──────── Data for this exercise

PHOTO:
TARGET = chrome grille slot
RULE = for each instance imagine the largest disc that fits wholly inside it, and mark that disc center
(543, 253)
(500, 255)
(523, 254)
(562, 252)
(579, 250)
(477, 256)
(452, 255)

────────────────

Every record should be output precisely as it was given.

**Task output:**
PHOTO:
TARGET = chrome grille slot
RULE = for each instance imagine the largest disc that fits wholly inside it, and mark that disc center
(543, 253)
(500, 255)
(523, 254)
(562, 252)
(579, 250)
(477, 256)
(452, 255)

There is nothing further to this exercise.